── Material for this task
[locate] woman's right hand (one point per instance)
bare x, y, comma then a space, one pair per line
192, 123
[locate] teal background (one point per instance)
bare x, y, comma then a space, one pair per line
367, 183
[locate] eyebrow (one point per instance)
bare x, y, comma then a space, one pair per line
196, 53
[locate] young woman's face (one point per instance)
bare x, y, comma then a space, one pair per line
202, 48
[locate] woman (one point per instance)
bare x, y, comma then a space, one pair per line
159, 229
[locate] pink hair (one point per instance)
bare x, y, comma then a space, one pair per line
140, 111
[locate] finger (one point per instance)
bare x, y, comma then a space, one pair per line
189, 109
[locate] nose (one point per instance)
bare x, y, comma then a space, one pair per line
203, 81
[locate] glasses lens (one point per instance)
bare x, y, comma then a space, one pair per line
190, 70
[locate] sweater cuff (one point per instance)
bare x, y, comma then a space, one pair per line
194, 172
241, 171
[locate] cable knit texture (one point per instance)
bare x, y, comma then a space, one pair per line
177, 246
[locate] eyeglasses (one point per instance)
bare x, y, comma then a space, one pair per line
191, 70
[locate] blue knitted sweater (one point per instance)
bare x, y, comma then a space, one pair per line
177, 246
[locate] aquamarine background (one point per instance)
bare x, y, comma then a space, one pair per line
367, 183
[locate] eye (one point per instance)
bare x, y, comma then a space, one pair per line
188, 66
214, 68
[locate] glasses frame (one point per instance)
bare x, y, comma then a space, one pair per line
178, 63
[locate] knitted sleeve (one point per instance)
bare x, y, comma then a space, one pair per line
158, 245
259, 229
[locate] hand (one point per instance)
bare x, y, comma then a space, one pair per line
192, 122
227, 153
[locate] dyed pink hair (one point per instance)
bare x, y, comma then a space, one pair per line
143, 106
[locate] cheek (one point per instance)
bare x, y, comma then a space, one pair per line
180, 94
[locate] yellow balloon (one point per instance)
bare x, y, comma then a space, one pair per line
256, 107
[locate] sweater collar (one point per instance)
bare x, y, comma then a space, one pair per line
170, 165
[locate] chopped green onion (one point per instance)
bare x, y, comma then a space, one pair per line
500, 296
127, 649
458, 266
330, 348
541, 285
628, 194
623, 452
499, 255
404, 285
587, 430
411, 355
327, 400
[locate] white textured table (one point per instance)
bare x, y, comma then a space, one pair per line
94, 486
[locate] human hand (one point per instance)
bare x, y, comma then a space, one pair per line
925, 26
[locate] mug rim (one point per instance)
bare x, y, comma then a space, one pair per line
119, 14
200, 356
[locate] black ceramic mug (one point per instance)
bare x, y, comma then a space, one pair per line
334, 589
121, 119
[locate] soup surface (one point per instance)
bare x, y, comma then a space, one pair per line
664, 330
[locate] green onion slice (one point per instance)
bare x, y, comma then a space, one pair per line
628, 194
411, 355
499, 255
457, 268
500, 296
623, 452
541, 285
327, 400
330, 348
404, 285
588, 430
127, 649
────
**Brief:** Show the data once more, exactly as it was written.

**Exercise response:**
[locate] woman's right hand (one point per instance)
bare x, y, comma then a space, one pair per line
192, 123
[locate] teal background (one point per instance)
bare x, y, comma then a space, one pair per line
367, 183
[locate] eyebrow (one point per instance)
bare x, y, comma then a space, one pair per line
196, 53
[locate] young woman's face (one point per instance)
bare x, y, comma then a space, one pair per line
202, 48
[locate] woman (one point per instance)
bare x, y, comma then a space, one pair per line
159, 229
[locate] pink hair (one point per instance)
bare x, y, comma then a space, one pair per line
140, 111
[locate] finger (one point per instance)
bare x, y, comma then a space, one pair per line
189, 109
[locate] nose (one point per instance)
bare x, y, comma then a space, one pair per line
203, 81
[locate] glasses lens (one point per instance)
bare x, y, comma then a space, one pair per line
190, 70
[locate] sweater cuff (one point per instance)
bare x, y, comma then a space, one pair per line
194, 172
241, 171
[locate] cable knit texture (one point per instance)
bare x, y, comma then a space, one pair per line
177, 246
[locate] eyeglasses (one point per instance)
bare x, y, comma then a space, one pair per line
191, 70
[locate] blue knitted sweater (one point per instance)
bare x, y, comma then a space, one pair per line
177, 246
[locate] aquamarine background (one point per instance)
bare x, y, comma then a space, one pair per line
367, 183
[locate] eye (one point per instance)
bare x, y, comma then a space, one pair per line
188, 66
214, 68
[locate] glasses frame (one point per instance)
bare x, y, comma then a space, one pair per line
178, 63
[locate] knitted sleeve (one point per instance)
bare x, y, comma then a space, one pair per line
158, 245
259, 229
[locate] hand (one point per instance)
bare x, y, comma then a space, one pair per line
192, 122
227, 153
[locate] dyed pink hair (one point per instance)
bare x, y, comma then a space, one pair per line
143, 106
[locate] cheek (one point per instance)
bare x, y, comma then a space, one pair per line
180, 94
[locate] yellow balloon (one point per instance)
bare x, y, comma then a space, one pair per line
256, 107
[locate] sweater collar (one point per instance)
bare x, y, comma then a space, one pair per line
170, 165
[locate] chopped green onion (one point per instance)
bare x, y, comma then a space, one pair per line
500, 296
127, 649
458, 266
330, 348
541, 285
628, 194
623, 452
499, 255
404, 285
587, 430
411, 355
327, 400
[locate] white textured table (one point per instance)
bare x, y, comma then a space, one pair per line
94, 486
[locate] human hand (one point per instance)
bare x, y, comma then a space, one pair per line
925, 26
[locate] mug rim (one point per instance)
bare x, y, comma then a space, one pair per line
119, 14
200, 356
[locate] black ceramic mug (one point per instance)
bare x, y, comma then a space, one pair per line
334, 589
121, 119
[locate] soup surface (one point per instance)
bare x, y, comma then a space, one pair per line
664, 330
[locate] green onion slice (one point per instance)
bare x, y, comma then a space, one pair per line
628, 194
411, 355
499, 255
457, 268
500, 296
623, 452
541, 285
327, 400
330, 348
404, 285
588, 430
127, 649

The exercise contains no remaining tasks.